[Photo-based referring expression data]
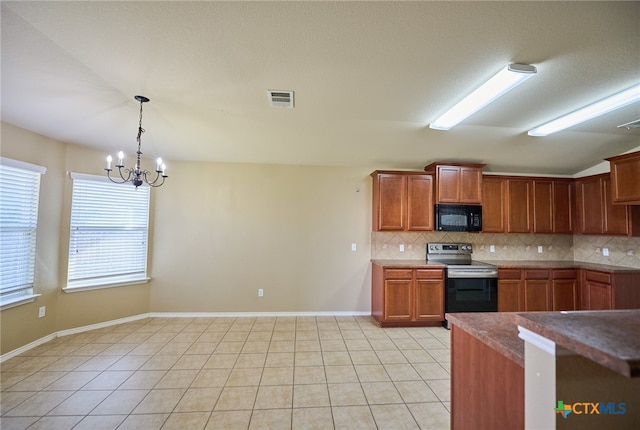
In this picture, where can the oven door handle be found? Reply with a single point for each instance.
(470, 273)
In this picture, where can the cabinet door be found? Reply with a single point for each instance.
(448, 184)
(518, 206)
(536, 290)
(420, 202)
(391, 201)
(616, 217)
(509, 295)
(563, 207)
(397, 299)
(493, 197)
(599, 296)
(542, 206)
(429, 300)
(564, 295)
(589, 205)
(470, 185)
(625, 176)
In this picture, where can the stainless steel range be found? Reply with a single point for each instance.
(470, 286)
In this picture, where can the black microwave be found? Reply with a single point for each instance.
(450, 217)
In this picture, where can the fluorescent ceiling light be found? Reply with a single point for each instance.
(506, 79)
(609, 104)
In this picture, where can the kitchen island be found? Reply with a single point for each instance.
(511, 370)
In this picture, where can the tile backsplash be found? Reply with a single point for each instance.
(623, 251)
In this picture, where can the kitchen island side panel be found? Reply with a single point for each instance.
(487, 388)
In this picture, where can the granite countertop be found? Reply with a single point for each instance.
(526, 264)
(609, 338)
(408, 263)
(560, 264)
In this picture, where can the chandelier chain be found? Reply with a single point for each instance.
(136, 175)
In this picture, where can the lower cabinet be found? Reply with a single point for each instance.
(536, 290)
(597, 290)
(564, 290)
(528, 290)
(407, 296)
(510, 290)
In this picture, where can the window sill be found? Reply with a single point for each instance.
(80, 288)
(18, 301)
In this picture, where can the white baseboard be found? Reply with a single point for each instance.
(90, 327)
(253, 314)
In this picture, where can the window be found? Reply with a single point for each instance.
(19, 194)
(108, 238)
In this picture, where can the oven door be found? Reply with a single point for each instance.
(471, 295)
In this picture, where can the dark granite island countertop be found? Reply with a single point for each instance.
(609, 338)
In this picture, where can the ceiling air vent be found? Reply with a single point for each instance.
(279, 98)
(630, 125)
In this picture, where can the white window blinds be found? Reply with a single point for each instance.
(19, 194)
(108, 238)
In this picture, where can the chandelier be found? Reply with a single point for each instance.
(136, 175)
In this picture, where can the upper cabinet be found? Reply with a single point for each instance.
(457, 183)
(625, 179)
(527, 205)
(402, 201)
(596, 213)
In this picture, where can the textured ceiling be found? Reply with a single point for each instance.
(368, 78)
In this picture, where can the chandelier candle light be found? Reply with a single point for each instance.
(136, 175)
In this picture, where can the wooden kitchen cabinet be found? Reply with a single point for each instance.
(429, 289)
(604, 290)
(596, 213)
(407, 296)
(493, 204)
(527, 205)
(536, 290)
(402, 201)
(519, 205)
(457, 183)
(563, 206)
(596, 291)
(528, 290)
(510, 290)
(564, 290)
(625, 178)
(542, 206)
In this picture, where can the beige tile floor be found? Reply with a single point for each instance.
(232, 373)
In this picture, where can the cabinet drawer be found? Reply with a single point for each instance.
(429, 274)
(536, 274)
(602, 277)
(398, 274)
(564, 274)
(508, 273)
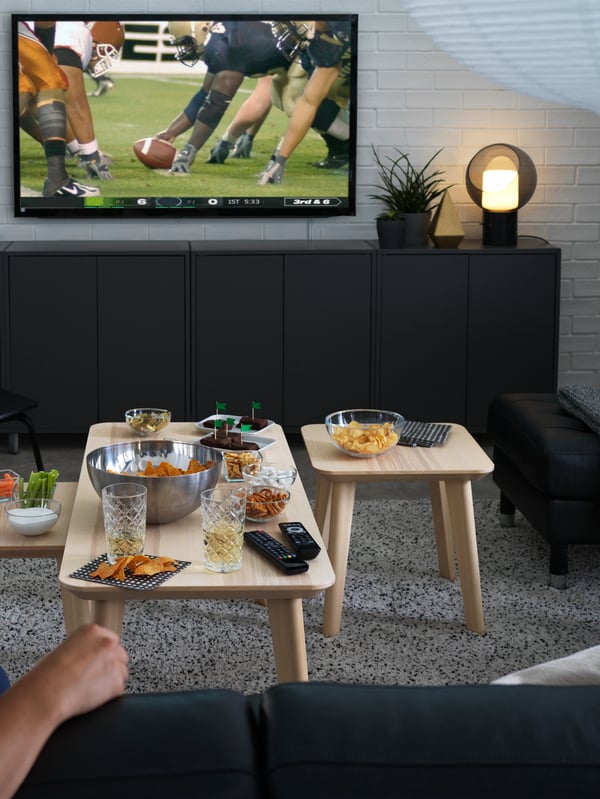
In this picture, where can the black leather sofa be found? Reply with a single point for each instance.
(324, 741)
(547, 465)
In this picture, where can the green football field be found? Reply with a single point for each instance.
(142, 105)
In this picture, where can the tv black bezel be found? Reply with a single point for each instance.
(195, 214)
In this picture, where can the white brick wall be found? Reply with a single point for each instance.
(412, 96)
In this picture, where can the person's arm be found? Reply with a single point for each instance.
(85, 671)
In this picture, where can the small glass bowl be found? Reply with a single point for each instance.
(364, 433)
(147, 421)
(265, 503)
(234, 463)
(32, 516)
(275, 475)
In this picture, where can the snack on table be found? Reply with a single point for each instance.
(136, 566)
(356, 437)
(9, 484)
(254, 422)
(234, 462)
(266, 503)
(165, 469)
(221, 439)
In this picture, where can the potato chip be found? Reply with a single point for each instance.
(135, 566)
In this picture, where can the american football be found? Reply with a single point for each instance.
(154, 153)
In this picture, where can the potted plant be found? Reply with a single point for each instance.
(409, 196)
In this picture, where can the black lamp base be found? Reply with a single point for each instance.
(500, 228)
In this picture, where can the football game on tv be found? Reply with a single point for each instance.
(145, 117)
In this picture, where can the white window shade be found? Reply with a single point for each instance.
(544, 48)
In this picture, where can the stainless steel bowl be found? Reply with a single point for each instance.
(169, 498)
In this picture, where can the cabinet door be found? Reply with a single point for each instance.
(512, 327)
(143, 334)
(423, 335)
(237, 325)
(53, 339)
(327, 328)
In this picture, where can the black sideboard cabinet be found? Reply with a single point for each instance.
(92, 328)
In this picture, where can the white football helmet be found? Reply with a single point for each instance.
(189, 39)
(108, 37)
(292, 35)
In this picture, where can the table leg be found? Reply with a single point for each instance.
(289, 644)
(462, 520)
(443, 530)
(340, 527)
(322, 506)
(109, 613)
(76, 611)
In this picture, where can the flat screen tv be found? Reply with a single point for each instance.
(239, 116)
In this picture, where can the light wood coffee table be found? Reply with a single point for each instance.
(448, 469)
(257, 579)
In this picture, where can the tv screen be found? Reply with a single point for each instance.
(193, 118)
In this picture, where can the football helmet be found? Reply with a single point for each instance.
(189, 40)
(108, 37)
(291, 36)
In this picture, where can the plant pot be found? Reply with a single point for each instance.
(416, 228)
(390, 233)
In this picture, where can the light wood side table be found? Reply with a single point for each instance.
(448, 469)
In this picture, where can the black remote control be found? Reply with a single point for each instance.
(301, 540)
(274, 550)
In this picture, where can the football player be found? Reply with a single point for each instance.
(326, 50)
(331, 119)
(79, 47)
(231, 50)
(43, 83)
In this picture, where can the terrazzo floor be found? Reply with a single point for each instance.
(401, 622)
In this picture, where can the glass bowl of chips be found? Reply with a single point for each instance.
(264, 503)
(364, 433)
(234, 463)
(147, 421)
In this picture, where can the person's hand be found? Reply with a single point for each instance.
(182, 164)
(165, 135)
(85, 671)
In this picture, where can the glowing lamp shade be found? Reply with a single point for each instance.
(500, 180)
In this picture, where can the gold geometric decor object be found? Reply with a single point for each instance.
(446, 229)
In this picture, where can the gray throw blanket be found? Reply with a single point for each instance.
(582, 402)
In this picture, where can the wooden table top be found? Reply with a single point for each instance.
(47, 545)
(460, 457)
(182, 539)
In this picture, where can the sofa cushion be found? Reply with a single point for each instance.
(556, 452)
(156, 746)
(580, 668)
(346, 741)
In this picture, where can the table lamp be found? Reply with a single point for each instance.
(500, 180)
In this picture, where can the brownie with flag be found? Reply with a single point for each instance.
(254, 421)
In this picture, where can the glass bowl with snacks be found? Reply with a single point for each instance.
(147, 421)
(235, 462)
(264, 503)
(274, 475)
(364, 433)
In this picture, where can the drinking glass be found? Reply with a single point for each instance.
(223, 515)
(124, 509)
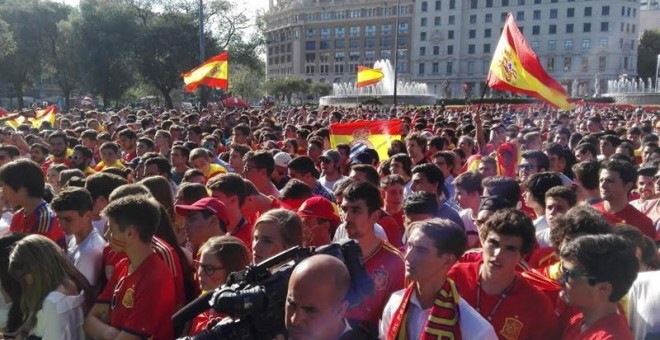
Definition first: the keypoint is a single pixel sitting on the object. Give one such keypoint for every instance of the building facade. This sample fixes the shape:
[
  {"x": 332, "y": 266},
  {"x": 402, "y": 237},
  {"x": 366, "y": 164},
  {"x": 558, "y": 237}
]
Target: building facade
[
  {"x": 453, "y": 41},
  {"x": 325, "y": 40}
]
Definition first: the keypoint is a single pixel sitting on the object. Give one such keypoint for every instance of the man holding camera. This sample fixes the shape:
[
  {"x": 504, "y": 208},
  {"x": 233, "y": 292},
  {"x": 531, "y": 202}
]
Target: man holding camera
[{"x": 316, "y": 301}]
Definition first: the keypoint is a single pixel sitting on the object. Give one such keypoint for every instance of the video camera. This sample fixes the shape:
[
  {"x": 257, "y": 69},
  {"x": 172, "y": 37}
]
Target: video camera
[{"x": 255, "y": 298}]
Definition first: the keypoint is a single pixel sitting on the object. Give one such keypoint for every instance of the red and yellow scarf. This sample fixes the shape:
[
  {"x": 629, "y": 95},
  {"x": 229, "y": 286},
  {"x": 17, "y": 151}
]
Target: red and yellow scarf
[{"x": 443, "y": 322}]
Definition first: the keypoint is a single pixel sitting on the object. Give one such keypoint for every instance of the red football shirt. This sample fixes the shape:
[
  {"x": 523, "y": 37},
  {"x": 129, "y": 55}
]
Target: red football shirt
[
  {"x": 386, "y": 269},
  {"x": 525, "y": 313},
  {"x": 41, "y": 221},
  {"x": 611, "y": 327},
  {"x": 141, "y": 302},
  {"x": 629, "y": 215}
]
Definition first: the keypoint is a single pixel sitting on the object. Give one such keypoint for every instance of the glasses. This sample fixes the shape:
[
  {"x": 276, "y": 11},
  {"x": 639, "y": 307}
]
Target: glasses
[
  {"x": 568, "y": 274},
  {"x": 208, "y": 269}
]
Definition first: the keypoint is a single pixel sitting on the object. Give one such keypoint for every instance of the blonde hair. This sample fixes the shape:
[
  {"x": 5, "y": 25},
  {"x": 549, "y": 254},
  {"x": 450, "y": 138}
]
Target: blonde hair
[
  {"x": 288, "y": 223},
  {"x": 49, "y": 267}
]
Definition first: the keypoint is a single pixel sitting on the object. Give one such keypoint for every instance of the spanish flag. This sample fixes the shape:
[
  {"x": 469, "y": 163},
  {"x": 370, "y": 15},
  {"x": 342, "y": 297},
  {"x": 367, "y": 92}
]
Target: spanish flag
[
  {"x": 368, "y": 76},
  {"x": 515, "y": 68},
  {"x": 45, "y": 115},
  {"x": 212, "y": 73},
  {"x": 361, "y": 135}
]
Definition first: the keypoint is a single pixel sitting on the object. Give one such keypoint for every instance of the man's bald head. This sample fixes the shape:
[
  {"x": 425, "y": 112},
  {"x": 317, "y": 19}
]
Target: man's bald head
[{"x": 321, "y": 269}]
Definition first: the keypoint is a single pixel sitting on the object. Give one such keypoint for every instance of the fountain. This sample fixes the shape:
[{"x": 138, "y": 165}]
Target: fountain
[
  {"x": 633, "y": 91},
  {"x": 408, "y": 93}
]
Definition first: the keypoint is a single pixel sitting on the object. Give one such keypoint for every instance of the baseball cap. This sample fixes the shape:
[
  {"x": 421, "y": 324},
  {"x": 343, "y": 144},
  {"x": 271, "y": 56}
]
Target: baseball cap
[
  {"x": 282, "y": 159},
  {"x": 332, "y": 155},
  {"x": 211, "y": 204},
  {"x": 319, "y": 207}
]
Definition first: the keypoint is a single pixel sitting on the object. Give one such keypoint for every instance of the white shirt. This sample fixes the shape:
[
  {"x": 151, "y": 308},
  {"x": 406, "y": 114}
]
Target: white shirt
[
  {"x": 341, "y": 234},
  {"x": 61, "y": 317},
  {"x": 644, "y": 305},
  {"x": 473, "y": 326},
  {"x": 87, "y": 256}
]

**TASK ITEM:**
The answer must consist of every line from the entries above that contains the string "fixes".

**COMPLETED EXERCISE:**
Definition first: the keypoint is a single pixel sitting on the object. Give one such keypoint for every instance of the building facade. This sample fixes the shape:
Definition first: the keypoint is a single pixel sitting on the object. Give one such keypoint for every instance of the man holding camera. This sample fixes the shape:
Definition first: the keypoint is a single pixel sitting on the object. Give one such keypoint for every instance of the video camera. This sample fixes the shape:
Definition first: the keypoint is a single pixel sitting on the object. Give one such keypoint for every instance of the red and yellow scarf. This sample fixes the shape:
Definition first: the keypoint is a single pixel sitting on the object. Give one such keypoint for every instance of the red football shirt. This sample fixes the shape:
Definition first: the keypoint is a single pixel sitting on the object. Give one such keypoint for every instance of the glasses. This sample fixes the shape:
Definition first: the keypoint is a single pixel sitting on the object. Give one such keypoint for every instance of the blonde hair. This sample fixes the shape:
Definition first: the keypoint is a single pixel sitting on the object. Give one such keypoint for every instance of the spanish flag. This sample fixes the shape:
Definition first: the keypoint is a single pixel sitting on the object. Give one such keypoint for every instance of the man's bald head. This sample fixes the shape:
Definition first: the keypoint is a single pixel sitting on the object. Give one such keypoint for every instance of the fountain. This sample fixes the shape:
Definition first: the keypoint is a single pixel sitting on the object. Give one such keypoint for every instance of the baseball cap. This sample fixes the shape:
Definition first: the keypoint is a single pixel sitting on the object. Give one such keypoint for every instance of the white shirt. This sample fixes the shape:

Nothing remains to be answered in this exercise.